Collected data:
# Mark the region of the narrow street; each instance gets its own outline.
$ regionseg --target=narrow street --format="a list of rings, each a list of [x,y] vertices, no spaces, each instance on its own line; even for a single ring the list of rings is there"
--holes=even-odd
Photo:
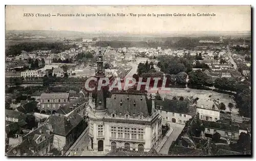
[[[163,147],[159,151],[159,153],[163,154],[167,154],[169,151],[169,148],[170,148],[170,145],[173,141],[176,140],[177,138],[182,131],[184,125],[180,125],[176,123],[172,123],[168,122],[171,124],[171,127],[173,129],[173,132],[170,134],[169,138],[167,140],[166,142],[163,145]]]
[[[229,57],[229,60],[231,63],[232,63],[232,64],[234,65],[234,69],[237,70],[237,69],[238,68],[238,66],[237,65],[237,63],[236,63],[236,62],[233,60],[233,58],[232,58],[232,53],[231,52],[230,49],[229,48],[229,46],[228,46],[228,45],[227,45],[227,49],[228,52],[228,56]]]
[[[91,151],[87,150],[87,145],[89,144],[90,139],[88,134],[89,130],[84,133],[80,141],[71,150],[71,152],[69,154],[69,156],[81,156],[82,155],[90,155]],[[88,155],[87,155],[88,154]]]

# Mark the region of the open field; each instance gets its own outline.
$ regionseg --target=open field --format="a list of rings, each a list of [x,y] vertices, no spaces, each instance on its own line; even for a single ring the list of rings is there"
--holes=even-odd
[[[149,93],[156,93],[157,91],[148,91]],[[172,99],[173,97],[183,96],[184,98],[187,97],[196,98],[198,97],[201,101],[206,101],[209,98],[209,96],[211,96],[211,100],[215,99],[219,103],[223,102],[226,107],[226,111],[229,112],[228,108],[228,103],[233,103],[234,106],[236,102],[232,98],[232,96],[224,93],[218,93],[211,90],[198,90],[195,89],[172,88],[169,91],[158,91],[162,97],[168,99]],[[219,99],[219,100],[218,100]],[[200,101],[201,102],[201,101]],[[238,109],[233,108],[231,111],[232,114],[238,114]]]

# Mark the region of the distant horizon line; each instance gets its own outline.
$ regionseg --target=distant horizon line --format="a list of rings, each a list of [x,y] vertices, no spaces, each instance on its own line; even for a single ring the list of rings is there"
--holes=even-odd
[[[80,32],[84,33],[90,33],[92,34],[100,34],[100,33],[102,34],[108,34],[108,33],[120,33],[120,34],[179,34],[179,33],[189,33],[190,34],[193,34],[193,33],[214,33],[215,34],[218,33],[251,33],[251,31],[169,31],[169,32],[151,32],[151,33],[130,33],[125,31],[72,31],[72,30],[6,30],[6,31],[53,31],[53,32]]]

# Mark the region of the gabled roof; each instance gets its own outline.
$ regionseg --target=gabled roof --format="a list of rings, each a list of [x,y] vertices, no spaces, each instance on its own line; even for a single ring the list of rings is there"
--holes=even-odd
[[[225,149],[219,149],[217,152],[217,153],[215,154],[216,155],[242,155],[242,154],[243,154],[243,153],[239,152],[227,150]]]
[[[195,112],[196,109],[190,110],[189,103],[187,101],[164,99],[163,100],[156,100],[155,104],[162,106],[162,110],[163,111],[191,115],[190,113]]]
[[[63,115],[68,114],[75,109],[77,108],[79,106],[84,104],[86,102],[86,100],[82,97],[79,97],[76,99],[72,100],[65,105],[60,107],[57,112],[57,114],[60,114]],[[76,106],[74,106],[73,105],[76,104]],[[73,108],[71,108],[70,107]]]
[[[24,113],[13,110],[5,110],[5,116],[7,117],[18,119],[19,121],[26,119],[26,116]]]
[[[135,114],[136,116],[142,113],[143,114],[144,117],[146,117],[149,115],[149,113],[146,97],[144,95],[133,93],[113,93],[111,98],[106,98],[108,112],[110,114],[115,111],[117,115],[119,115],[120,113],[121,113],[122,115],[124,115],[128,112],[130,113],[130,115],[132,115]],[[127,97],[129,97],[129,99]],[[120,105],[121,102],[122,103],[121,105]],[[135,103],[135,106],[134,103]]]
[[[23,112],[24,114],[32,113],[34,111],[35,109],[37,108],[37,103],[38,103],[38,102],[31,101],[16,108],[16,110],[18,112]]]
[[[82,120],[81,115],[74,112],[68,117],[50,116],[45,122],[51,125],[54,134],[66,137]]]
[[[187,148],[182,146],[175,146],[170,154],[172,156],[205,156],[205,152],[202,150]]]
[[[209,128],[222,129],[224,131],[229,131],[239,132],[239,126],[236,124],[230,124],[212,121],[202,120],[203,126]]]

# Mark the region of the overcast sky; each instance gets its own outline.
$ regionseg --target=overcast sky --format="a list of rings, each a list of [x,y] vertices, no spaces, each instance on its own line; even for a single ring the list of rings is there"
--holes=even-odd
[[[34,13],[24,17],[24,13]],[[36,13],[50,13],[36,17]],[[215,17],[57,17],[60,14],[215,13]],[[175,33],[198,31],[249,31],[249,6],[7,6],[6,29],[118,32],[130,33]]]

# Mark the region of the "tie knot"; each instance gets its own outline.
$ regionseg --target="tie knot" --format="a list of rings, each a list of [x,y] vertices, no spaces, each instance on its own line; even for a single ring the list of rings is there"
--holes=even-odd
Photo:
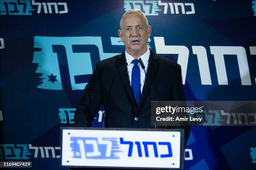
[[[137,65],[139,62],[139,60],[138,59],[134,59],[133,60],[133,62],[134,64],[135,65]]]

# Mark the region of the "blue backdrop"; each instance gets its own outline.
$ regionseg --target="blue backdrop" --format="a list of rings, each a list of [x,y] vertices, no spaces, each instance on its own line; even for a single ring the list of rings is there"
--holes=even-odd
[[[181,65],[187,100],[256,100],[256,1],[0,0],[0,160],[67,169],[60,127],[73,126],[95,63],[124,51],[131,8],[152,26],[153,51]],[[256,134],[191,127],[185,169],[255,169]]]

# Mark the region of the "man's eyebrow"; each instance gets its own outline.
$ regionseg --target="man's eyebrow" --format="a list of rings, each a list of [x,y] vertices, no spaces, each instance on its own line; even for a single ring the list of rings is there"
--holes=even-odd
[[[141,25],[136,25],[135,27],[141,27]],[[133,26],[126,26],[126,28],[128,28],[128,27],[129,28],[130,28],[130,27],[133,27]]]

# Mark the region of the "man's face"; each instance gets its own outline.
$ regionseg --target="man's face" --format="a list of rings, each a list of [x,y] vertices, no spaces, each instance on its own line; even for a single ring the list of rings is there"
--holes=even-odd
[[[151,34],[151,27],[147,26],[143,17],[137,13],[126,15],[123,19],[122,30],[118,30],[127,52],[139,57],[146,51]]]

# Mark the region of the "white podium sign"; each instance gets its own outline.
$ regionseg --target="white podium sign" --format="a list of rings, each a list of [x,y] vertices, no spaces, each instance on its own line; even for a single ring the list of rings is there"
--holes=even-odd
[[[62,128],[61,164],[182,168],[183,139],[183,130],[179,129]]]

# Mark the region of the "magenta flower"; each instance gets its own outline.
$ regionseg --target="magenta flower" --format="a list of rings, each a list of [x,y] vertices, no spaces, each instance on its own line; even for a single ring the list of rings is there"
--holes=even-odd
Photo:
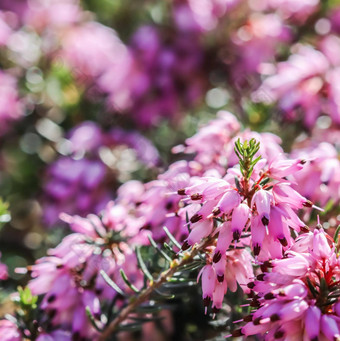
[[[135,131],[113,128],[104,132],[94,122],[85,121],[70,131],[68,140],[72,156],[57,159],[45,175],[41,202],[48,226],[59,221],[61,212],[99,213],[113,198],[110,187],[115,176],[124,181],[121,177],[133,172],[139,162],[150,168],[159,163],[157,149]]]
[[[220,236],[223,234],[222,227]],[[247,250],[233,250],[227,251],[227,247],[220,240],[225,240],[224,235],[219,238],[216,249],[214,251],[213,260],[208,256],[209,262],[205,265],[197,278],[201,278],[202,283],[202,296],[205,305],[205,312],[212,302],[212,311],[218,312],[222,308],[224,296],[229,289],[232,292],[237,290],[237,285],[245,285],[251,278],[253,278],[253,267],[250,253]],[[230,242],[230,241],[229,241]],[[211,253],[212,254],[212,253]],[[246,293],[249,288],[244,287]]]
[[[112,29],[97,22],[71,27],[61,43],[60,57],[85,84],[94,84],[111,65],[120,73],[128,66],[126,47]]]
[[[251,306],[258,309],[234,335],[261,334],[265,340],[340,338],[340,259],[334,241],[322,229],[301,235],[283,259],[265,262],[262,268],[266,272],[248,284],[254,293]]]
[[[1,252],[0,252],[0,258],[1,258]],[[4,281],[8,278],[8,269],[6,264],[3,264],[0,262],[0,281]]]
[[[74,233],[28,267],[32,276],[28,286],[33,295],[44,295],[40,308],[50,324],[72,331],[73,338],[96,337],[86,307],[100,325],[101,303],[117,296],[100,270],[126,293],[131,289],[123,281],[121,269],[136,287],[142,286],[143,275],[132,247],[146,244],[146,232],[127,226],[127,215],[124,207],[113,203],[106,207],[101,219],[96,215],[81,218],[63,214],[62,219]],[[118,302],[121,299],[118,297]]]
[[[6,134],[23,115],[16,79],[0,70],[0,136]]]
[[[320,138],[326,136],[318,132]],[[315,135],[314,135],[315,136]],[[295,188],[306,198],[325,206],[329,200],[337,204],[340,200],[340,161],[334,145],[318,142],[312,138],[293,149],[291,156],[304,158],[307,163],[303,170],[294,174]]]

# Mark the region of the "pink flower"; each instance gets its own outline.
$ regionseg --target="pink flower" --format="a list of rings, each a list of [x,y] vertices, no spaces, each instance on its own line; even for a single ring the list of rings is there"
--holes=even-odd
==
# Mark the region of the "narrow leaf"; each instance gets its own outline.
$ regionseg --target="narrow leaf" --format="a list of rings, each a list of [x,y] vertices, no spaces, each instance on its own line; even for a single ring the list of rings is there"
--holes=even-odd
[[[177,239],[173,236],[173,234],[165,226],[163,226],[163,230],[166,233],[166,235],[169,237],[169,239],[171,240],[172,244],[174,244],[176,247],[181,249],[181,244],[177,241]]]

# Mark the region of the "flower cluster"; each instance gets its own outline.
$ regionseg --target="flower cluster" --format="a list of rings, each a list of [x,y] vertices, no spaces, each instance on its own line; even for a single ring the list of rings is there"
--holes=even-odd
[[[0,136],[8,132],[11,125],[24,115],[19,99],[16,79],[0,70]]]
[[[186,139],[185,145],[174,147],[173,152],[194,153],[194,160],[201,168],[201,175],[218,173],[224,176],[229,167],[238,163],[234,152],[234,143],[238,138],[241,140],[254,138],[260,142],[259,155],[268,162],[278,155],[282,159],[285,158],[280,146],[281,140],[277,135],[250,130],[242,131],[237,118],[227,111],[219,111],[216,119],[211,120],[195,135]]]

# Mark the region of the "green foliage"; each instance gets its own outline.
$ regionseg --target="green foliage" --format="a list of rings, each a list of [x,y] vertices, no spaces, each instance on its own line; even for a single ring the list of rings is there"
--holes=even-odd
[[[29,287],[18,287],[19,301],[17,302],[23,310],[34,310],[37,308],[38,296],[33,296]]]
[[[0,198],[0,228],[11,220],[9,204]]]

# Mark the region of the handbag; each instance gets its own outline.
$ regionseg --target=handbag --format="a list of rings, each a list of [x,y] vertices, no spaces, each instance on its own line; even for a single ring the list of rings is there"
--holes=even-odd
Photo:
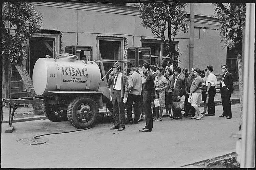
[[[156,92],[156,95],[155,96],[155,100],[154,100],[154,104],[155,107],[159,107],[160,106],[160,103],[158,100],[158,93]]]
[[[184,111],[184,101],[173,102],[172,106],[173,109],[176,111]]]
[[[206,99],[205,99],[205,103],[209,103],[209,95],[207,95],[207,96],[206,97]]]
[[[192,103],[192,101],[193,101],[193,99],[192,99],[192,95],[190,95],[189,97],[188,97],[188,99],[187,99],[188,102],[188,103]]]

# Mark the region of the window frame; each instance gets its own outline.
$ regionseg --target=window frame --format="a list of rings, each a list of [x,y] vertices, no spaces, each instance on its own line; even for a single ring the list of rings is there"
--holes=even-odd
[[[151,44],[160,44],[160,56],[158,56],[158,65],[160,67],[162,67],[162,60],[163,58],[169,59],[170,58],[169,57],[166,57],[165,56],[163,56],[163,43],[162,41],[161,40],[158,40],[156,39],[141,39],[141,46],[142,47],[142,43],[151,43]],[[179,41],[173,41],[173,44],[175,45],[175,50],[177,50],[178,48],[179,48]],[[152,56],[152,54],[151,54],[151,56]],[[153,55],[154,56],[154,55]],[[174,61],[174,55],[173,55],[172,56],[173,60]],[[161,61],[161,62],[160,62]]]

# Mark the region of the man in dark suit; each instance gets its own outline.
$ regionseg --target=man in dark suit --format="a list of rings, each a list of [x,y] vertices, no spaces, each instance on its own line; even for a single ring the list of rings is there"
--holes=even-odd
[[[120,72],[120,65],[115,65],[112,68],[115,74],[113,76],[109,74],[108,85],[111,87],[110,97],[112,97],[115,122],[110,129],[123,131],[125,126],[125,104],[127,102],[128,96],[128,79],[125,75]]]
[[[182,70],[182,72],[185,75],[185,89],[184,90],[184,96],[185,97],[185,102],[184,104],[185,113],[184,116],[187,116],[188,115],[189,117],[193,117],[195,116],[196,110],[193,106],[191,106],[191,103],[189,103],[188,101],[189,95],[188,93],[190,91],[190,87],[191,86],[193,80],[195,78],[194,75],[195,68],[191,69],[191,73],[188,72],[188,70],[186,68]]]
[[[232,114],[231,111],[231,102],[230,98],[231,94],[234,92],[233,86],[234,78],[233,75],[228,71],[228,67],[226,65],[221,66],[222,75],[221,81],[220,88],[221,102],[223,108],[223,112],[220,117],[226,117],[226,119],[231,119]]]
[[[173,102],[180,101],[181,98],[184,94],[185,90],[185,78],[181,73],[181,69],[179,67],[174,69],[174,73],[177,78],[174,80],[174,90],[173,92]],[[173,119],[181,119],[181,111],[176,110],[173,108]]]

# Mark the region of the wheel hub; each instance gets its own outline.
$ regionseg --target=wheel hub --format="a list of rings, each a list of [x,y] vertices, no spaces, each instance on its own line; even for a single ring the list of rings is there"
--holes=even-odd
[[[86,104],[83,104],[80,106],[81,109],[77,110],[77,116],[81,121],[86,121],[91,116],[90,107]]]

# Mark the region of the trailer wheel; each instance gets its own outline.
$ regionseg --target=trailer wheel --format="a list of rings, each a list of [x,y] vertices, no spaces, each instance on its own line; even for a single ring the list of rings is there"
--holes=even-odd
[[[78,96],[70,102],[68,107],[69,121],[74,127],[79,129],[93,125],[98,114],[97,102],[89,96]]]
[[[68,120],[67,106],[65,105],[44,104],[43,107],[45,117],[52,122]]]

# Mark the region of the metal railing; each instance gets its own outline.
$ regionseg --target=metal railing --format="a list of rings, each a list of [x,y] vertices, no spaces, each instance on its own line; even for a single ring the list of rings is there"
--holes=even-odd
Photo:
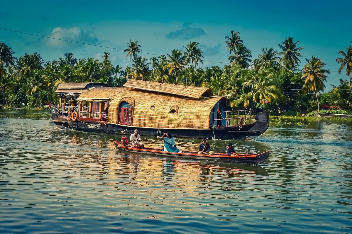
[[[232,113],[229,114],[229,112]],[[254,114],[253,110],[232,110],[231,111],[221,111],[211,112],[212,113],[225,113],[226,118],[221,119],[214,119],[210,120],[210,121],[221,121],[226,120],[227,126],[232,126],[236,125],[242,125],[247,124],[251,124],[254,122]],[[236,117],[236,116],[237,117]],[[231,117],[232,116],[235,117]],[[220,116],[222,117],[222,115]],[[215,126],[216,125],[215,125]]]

## Problem statement
List every line in the records above that contains the word "handbag", treating uppercase and lowercase as different.

## The output
# Mark the region of the handbag; each instance gets its own outline.
$ regionseg --target=handbag --format="a list of rings, each a list of [x,y] vertices, no spaces, each instance on its own line; even for a single ring the list of rings is there"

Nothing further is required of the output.